● **What you have to do**
Lines that include the string "correct" are the ones to copy from the entries below.

(Stored items)
┄┄┄┄┄┄┄┄┄┄┄┄┄┄┄┄┄┄┄┄
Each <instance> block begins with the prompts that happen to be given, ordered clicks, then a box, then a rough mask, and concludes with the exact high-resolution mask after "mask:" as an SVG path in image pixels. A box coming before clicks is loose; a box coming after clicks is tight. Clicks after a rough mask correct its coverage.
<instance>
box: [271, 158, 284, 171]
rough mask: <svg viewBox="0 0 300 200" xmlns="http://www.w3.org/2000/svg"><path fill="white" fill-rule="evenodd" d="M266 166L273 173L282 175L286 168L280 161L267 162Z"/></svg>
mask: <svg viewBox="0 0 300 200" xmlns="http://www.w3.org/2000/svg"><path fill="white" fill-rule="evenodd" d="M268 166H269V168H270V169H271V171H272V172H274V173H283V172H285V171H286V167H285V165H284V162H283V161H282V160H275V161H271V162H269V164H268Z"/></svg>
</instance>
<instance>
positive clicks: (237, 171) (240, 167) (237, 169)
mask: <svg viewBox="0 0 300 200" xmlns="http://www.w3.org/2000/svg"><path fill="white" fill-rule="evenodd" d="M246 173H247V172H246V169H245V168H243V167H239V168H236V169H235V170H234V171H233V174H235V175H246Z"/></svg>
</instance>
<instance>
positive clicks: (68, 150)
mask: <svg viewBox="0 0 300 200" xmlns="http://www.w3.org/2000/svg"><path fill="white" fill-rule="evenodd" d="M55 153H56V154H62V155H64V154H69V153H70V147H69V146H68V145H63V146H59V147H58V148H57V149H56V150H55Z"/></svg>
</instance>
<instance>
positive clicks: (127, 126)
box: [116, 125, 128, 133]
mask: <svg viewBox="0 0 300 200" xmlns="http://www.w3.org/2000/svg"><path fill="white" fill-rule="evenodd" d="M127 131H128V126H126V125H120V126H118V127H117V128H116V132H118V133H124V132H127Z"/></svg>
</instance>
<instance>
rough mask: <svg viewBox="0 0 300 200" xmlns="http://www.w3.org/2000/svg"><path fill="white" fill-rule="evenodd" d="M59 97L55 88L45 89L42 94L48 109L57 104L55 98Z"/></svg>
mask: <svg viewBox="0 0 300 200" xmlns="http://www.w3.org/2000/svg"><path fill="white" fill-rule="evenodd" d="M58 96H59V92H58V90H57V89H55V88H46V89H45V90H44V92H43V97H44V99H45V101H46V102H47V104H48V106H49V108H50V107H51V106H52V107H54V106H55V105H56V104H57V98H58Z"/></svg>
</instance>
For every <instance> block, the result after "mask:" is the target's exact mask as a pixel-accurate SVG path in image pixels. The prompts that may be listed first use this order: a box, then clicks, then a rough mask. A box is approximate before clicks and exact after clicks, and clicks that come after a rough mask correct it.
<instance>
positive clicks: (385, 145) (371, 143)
┄┄┄┄┄┄┄┄┄┄┄┄┄┄┄┄┄┄┄┄
● **Solution**
Each <instance> block begins with the prompts that happen to be given, ordered clicks, then a box, then a rough mask, and concludes with the exact high-resolution mask after "mask:" as an SVG path in image pixels. A box coming before clicks is loose; a box coming after clicks is tight. Clicks after a rough mask correct its coverage.
For every <instance> block, the result after "mask:" is the target's exact mask as a pixel-accurate SVG path in image pixels. The prompts that may be listed first use this order: a box, then clicks, then a rough mask. A box is approximate before clicks and exact after clicks, and clicks that come after a rough mask correct it.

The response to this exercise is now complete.